• Texte du document
☆ ☆ ☆
Nicole Mari le Samedi 23 Février 2013 à 22:10

La population corse est en pleine croissance, au vu du dernier recensement de l’INSEE. Cette croissance n’est pas le fait d’une fécondité insulaire exceptionnelle, mais d’une immigration en plein essor. Michel Castellani, élu territorial de Femu a Corsica, professeur d'économie et responsable pédagogique du Master 2 administration des entreprises à Corte, décrypte, pour Corse Net Infos, les données démographiques actualisées et met en lumière un certain nombre de dynamiques, révélatrices de l’évolution de la société insulaire. Il dévoile quelques réalités inquiétantes.



Population corse : Le choc migratoire
- Quel principal enseignement tirez-vous du dernier recensement de la population corse ?
- D’abord, une croissance soutenue. Ces 10 dernières années, la population de l’île a augmenté de 49.175 unités. Soit, 16 % en dix ans. C’est considérable ! Si l’on prend 2006 comme année de base, la Corse enregistre une croissance démographique de 5,3 %, soit plus du double de la moyenne française (2,22 %). Elle croît davantage que toutes les autres régions, même celles qui sont, traditionnellement, les plus attractives et les plus dynamiques, comme le Languedoc-Roussillon qui affiche un taux de 4,03 % ou la région PACA et son taux de 1,74 %. Avec cette poussée démographique, les choses changent profondément.
 
- C’est-à-dire ?
☆ ☆ ☆
• Consignes
**a)** Dites si chaque affirmation ci-dessous concorde avec le texte sur la population corse, en répondant par oui ou non et en citant mot pour mot les mots décisifs du texte. (i) En dix ans, la population de l’île a augmenté de 16 %. (ii) La croissance s’explique surtout par une fécondité insulaire exceptionnelle. (iii) La région PACA affiche un taux de croissance supérieur à celui du Languedoc-Roussillon.
**b)** Veuillez recopier le passage du texte sur la population corse allant de « Population corse : Le » à « choses changent profondément. ».
**c)** Prolongez le texte sur la population corse au-delà de sa dernière phrase.

[Extraits de jeux de données d’annotation par points]
☆ ☆ ☆
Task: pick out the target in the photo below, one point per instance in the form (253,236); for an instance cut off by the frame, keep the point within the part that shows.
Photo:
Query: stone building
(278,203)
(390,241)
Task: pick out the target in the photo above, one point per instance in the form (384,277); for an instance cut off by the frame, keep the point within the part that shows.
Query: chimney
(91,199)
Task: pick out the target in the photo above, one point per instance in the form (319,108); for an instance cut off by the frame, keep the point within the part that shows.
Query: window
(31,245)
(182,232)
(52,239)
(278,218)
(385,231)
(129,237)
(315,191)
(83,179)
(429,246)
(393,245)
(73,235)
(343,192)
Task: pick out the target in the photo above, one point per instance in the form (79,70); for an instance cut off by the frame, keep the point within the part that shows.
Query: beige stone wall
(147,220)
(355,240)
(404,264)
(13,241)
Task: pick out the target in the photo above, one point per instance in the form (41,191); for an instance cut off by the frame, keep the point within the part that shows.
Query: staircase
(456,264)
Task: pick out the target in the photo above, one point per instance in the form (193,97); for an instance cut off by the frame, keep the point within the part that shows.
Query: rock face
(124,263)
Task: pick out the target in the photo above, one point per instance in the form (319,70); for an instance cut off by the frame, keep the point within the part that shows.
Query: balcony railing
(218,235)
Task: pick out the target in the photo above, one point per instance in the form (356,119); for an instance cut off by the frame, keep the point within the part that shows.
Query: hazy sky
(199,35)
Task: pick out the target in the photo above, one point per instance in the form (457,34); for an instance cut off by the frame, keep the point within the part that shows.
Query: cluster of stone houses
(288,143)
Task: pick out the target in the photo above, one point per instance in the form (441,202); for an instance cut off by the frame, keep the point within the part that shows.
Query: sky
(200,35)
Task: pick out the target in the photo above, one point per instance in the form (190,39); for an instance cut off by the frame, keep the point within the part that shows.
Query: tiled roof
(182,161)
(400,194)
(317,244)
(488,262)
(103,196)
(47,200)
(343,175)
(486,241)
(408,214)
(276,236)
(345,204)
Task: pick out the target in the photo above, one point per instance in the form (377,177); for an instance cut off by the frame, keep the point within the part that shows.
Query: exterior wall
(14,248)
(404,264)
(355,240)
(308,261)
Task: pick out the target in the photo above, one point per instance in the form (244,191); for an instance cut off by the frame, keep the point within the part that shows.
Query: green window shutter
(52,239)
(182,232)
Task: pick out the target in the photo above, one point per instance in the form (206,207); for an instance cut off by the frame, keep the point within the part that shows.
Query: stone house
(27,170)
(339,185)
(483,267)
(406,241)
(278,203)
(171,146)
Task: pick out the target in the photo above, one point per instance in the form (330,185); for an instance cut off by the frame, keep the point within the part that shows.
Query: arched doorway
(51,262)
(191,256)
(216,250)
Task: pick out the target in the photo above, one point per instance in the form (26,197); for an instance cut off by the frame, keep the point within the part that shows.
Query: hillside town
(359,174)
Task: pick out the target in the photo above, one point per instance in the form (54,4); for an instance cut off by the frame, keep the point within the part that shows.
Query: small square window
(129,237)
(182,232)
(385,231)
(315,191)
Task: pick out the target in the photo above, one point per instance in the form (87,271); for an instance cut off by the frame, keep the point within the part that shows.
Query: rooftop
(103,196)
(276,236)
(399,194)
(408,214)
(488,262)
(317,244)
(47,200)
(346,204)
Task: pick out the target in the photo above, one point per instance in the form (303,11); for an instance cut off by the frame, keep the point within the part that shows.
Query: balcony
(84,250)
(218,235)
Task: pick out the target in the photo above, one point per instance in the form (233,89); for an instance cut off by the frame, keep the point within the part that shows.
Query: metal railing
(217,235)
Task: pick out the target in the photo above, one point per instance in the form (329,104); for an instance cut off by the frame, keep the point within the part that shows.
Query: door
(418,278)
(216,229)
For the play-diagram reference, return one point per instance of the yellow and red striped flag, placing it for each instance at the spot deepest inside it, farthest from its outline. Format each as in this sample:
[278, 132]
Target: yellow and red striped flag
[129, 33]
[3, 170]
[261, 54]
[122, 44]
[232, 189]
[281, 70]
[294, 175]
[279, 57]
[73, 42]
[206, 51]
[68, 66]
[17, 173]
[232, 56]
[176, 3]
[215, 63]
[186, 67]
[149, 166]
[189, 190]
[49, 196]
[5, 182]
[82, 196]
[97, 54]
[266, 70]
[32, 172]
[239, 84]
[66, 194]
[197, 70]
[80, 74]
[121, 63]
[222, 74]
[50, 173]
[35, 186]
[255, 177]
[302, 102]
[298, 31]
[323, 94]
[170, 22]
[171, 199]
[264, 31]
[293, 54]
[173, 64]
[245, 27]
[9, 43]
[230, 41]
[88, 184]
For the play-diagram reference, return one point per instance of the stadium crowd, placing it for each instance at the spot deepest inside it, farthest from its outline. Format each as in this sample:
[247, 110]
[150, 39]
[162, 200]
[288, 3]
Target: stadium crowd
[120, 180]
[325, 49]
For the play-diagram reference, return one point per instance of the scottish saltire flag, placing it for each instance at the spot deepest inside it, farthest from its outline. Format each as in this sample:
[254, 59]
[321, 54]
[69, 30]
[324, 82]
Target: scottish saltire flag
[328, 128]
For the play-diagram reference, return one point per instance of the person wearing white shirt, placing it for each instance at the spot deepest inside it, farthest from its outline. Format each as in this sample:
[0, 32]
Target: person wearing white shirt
☆ ☆ ☆
• Réponses attendues
**a)**
(i) Oui : « Soit, 16 % en dix ans. »
(ii) Non : « Cette croissance n’est pas le fait d’une fécondité insulaire exceptionnelle, mais d’une immigration en plein essor. »
(iii) Non : « le Languedoc-Roussillon qui affiche un taux de 4,03 % ou la région PACA et son taux de 1,74 % »

**b)**
Population corse : Le choc migratoire
- Quel principal enseignement tirez-vous du dernier recensement de la population corse ?
- D’abord, une croissance soutenue. Ces 10 dernières années, la population de l’île a augmenté de 49.175 unités. Soit, 16 % en dix ans. C’est considérable ! Si l’on prend 2006 comme année de base, la Corse enregistre une croissance démographique de 5,3 %, soit plus du double de la moyenne française (2,22 %). Elle croît davantage que toutes les autres régions, même celles qui sont, traditionnellement, les plus attractives et les plus dynamiques, comme le Languedoc-Roussillon qui affiche un taux de 4,03 % ou la région PACA et son taux de 1,74 %. Avec cette poussée démographique, les choses changent profondément.

**c)**
- Notre île a touché son minimum contemporain au début des années 60 avec 165.000 habitants, elle approche maintenant du double. Un doublement en un demi-siècle ! Si elle avait suivi le même rythme, la France, qui s’est pourtant accrue de plus de 20 millions d’âmes, en compterait actuellement près de 93 millions. Cette augmentation des densités se traduit par une pression toujours plus affirmée sur le foncier, sur l’immobilier et, d’une façon générale, sur le milieu naturel.
 
- Les Corses font-ils plus d’enfants que la moyenne nationale ?
Non. L’évolution naturelle est, depuis longtemps, modeste. De 1945 à 1962, en plein baby boom, l’île n’a enregistré que 49.861 naissances pour 41.157 décès. De 1962 à 2010, 137.438 naissances pour 129.148 décès. Depuis l’après guerre, l’excédent naturel, c’est-à-dire le différentiel naissances-décès, est donc demeuré très modéré. Le départ de nombreux jeunes sur le continent et un vieillissement prononcé du corps social sont responsables d’une fécondité faible et d’une mortalité soutenue. Actuellement, l’excédent naturel ne dépasse guère la centaine d’unités par an.
 
- Alors, comment expliquez-vous cette forte croissance ?
- Cette exceptionnelle croissance est tractée par les excédents migratoires. Sur le dernier demi-siècle, la population corse a cru de près de 129.000 personnes, dont 120.541 arrivant de l’extérieur. La balance migratoire est, donc, responsable à 95% de cet accroissement. Cette forte attractivité de notre île se confirme et s’amplifie. Depuis quatre ans, la population s’est enrichie de près de 16.000 personnes, dont plus de 15.000 par excédent migratoire. Il ne s’agit, là, que de bilans migratoires finaux, de soldes du différentiel entrées-sorties.
 
- Quelle est l’ampleur de ces mouvements ? Combien de personnes partent et arrivent ?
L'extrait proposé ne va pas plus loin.